- **Exercise requirements**:
Start at the first line and stop after the one containing "MULTIPOLYGON (((29 243, 51". Write those lines out again with "goal net" replaced by "hockey net", changing nothing else.

(begin)

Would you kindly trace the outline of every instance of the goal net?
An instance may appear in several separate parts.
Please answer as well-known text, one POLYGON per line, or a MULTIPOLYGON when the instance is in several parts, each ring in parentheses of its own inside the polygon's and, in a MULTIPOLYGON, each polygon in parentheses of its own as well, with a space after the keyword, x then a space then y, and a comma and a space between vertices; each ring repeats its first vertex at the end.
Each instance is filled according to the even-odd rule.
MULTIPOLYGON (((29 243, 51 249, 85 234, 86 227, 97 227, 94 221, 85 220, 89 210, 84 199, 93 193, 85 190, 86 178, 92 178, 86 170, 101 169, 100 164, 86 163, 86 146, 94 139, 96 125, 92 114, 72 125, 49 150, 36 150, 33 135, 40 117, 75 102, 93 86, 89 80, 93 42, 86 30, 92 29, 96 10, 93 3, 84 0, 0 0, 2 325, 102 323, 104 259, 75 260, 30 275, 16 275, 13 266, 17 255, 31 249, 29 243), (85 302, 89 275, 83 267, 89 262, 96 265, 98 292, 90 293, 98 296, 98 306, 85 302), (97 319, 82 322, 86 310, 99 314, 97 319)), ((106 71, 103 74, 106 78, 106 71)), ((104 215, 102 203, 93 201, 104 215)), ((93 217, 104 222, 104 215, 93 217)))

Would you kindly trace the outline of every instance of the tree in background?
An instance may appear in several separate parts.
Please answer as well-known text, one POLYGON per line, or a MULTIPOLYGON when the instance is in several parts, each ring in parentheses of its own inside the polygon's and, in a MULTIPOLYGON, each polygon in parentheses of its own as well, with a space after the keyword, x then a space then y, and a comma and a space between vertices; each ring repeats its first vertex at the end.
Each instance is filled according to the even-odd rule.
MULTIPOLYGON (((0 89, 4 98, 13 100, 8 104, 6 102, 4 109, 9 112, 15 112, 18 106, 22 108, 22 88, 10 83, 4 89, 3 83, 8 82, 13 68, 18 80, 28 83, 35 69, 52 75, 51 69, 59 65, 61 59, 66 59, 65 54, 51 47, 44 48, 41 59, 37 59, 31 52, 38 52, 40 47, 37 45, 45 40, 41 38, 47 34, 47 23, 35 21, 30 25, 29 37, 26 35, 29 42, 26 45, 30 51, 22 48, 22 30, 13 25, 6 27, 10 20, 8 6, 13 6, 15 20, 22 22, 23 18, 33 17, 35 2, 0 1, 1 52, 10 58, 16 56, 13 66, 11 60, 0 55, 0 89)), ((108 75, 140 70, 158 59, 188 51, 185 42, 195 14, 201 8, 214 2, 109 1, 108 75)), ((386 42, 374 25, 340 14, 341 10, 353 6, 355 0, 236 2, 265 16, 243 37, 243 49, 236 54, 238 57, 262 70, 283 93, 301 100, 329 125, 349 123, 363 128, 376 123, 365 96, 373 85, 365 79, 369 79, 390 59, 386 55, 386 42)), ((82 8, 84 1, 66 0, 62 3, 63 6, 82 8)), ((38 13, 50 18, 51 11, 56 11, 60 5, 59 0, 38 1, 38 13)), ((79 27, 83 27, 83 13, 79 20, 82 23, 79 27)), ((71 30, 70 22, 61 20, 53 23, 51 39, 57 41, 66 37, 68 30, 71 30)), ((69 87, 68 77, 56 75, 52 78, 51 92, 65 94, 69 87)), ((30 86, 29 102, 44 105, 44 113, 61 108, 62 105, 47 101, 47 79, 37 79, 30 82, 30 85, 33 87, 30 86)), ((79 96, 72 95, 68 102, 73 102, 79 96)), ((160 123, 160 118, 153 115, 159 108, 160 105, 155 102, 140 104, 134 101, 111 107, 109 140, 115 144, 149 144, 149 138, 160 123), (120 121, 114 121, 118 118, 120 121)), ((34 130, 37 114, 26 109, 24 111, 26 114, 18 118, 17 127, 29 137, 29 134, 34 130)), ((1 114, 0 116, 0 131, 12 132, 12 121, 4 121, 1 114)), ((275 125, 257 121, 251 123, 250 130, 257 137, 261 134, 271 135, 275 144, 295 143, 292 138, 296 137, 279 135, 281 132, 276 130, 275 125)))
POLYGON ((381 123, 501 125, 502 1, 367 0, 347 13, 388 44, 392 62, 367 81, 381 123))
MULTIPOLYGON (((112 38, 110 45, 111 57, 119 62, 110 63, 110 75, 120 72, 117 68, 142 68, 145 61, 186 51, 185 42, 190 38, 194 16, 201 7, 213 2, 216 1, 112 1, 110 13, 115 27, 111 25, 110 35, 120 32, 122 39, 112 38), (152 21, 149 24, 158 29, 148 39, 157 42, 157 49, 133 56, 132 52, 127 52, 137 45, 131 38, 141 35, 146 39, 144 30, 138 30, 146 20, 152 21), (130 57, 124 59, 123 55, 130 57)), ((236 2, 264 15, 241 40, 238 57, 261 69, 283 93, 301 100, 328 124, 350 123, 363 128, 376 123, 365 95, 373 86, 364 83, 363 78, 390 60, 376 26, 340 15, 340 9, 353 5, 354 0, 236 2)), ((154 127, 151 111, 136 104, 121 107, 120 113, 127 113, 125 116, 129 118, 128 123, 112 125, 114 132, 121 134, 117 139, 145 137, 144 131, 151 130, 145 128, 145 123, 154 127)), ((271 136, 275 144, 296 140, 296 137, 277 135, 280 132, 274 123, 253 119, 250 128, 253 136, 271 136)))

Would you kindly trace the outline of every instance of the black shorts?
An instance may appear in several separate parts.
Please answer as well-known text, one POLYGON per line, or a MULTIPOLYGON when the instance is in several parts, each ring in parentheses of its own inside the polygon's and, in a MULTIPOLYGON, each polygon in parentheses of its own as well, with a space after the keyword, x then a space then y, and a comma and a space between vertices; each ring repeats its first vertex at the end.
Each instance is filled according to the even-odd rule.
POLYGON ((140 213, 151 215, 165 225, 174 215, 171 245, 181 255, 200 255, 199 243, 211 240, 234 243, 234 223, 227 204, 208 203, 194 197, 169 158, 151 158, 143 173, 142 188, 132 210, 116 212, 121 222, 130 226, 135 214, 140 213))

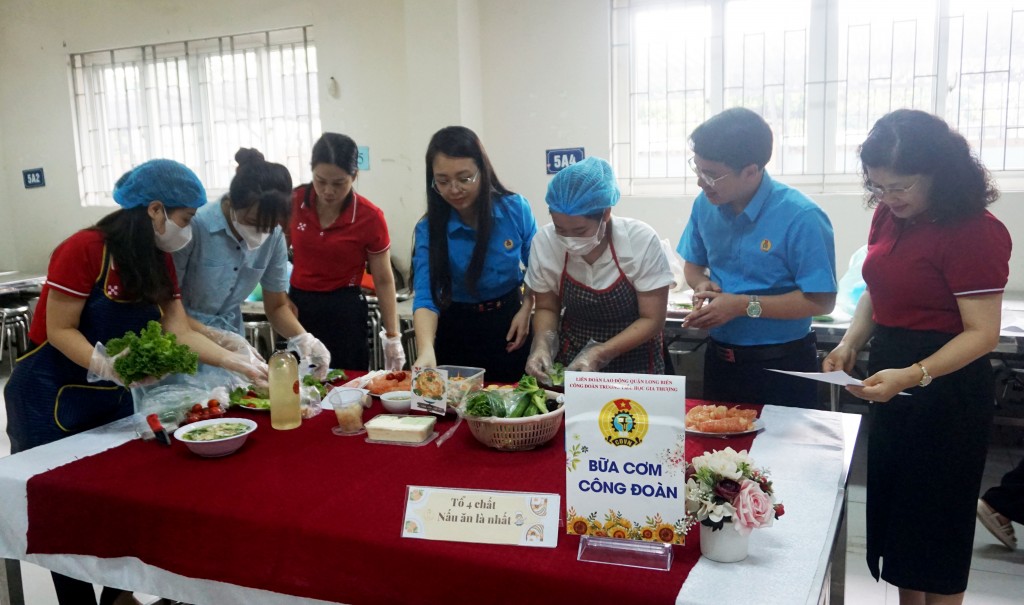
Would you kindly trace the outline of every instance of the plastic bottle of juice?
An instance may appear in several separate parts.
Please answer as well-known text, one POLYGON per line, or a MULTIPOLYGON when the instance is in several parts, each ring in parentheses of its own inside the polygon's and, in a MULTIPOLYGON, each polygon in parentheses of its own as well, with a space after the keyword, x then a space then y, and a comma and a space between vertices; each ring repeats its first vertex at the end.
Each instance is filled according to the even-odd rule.
POLYGON ((299 408, 299 364, 288 351, 270 356, 270 426, 287 430, 302 424, 299 408))

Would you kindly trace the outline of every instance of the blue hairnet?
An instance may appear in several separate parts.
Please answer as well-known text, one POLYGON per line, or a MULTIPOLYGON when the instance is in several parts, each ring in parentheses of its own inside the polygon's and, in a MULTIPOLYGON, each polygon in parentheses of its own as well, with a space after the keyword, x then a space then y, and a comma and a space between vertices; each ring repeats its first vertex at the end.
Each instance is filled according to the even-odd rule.
POLYGON ((196 173, 174 160, 150 160, 132 168, 114 185, 114 201, 122 208, 160 201, 167 208, 199 208, 206 189, 196 173))
POLYGON ((610 164, 600 158, 587 158, 556 174, 544 199, 551 212, 594 214, 618 203, 618 184, 610 164))

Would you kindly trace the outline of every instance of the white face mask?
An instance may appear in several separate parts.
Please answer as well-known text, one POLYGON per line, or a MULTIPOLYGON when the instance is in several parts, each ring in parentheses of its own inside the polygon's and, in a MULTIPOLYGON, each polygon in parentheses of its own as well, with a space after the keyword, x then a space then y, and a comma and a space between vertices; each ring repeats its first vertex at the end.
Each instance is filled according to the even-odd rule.
POLYGON ((164 209, 164 232, 157 232, 154 225, 153 232, 157 236, 157 248, 164 252, 177 252, 184 248, 191 241, 191 224, 179 227, 178 223, 167 216, 167 209, 164 209))
POLYGON ((573 256, 587 256, 595 248, 600 246, 601 239, 604 237, 604 220, 601 221, 597 231, 589 237, 569 237, 568 235, 558 235, 558 241, 562 243, 565 251, 573 256))
POLYGON ((246 248, 249 250, 256 250, 266 242, 266 239, 270 236, 270 233, 264 233, 253 225, 244 225, 239 222, 238 216, 234 214, 234 209, 231 209, 231 226, 234 230, 242 235, 242 240, 246 243, 246 248))

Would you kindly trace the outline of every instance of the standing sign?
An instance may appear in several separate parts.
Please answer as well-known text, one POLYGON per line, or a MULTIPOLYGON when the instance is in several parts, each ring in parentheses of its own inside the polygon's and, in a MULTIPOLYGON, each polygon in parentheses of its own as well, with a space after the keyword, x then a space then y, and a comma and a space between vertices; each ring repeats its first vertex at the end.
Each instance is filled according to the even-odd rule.
POLYGON ((583 147, 568 147, 565 149, 548 149, 548 174, 554 174, 563 168, 568 168, 577 162, 582 162, 585 158, 583 147))
POLYGON ((565 526, 685 542, 686 378, 565 373, 565 526))

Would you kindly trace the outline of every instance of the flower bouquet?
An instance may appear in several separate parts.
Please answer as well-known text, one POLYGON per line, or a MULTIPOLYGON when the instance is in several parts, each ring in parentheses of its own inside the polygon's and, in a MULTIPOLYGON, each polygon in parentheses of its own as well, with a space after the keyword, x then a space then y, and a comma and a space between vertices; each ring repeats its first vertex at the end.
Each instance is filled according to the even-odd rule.
POLYGON ((784 512, 768 474, 754 467, 745 449, 726 447, 698 456, 686 468, 688 527, 700 523, 718 531, 729 523, 745 536, 769 527, 784 512))

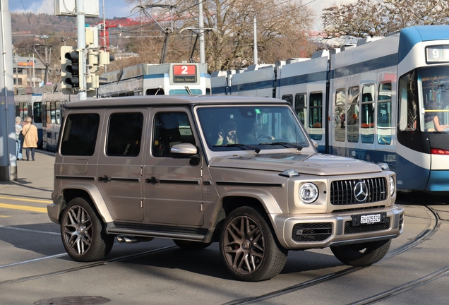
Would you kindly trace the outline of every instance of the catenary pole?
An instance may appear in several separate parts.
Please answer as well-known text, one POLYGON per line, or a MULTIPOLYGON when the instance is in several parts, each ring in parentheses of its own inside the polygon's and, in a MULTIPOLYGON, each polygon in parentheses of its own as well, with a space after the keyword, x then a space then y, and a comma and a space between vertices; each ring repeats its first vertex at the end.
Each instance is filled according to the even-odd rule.
POLYGON ((13 42, 11 13, 8 0, 0 0, 1 37, 0 49, 0 181, 17 179, 14 93, 13 79, 13 42))
POLYGON ((200 28, 200 64, 205 64, 205 50, 204 47, 204 16, 203 16, 203 1, 199 0, 198 16, 199 28, 200 28))
POLYGON ((85 100, 88 95, 85 92, 85 21, 84 0, 76 0, 76 31, 78 35, 78 49, 80 50, 80 92, 78 99, 85 100))

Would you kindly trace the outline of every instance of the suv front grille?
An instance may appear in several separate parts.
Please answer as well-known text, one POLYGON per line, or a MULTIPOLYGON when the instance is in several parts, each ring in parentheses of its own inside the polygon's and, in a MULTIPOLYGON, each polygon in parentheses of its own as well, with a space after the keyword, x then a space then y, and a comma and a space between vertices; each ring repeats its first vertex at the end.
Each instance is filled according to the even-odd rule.
POLYGON ((340 180, 330 184, 330 203, 335 205, 369 203, 387 198, 387 181, 385 178, 340 180), (367 196, 364 201, 356 199, 354 189, 359 182, 364 182, 367 196))
POLYGON ((332 234, 332 222, 296 224, 292 231, 295 241, 321 241, 332 234))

(end)

- **Exercise solution**:
Would you kindly trace the outline of every instance of the hockey net?
An instance may appear in several separate parts.
Please answer as well-known text, one POLYGON per line, or a MULTIPOLYGON when the instance is in several parts, each ring in parentheses of its own inside the polygon's and, in a MULTIPOLYGON, each polygon in parentheses of its own as well, with a space after the keyword, x then a space then y, and a comma and a space between vertices; each ring repeats its first vertex at the end.
Each instance is filled according to the even-odd rule.
MULTIPOLYGON (((29 243, 51 249, 85 234, 86 227, 97 227, 94 221, 85 220, 89 210, 84 199, 93 193, 85 190, 86 178, 92 178, 86 170, 101 169, 100 164, 86 163, 86 146, 94 139, 96 125, 92 114, 72 125, 49 150, 36 150, 33 135, 40 117, 75 102, 93 86, 89 80, 93 42, 86 30, 92 29, 96 10, 93 3, 84 0, 0 0, 2 325, 102 323, 104 259, 75 260, 30 275, 16 275, 13 266, 17 255, 31 249, 29 243), (85 302, 89 275, 83 267, 89 262, 96 265, 98 292, 90 293, 98 296, 98 306, 85 302), (97 319, 82 322, 86 310, 99 314, 97 319)), ((106 71, 103 74, 106 78, 106 71)), ((104 215, 102 203, 93 201, 104 215)), ((93 217, 104 222, 104 215, 93 217)))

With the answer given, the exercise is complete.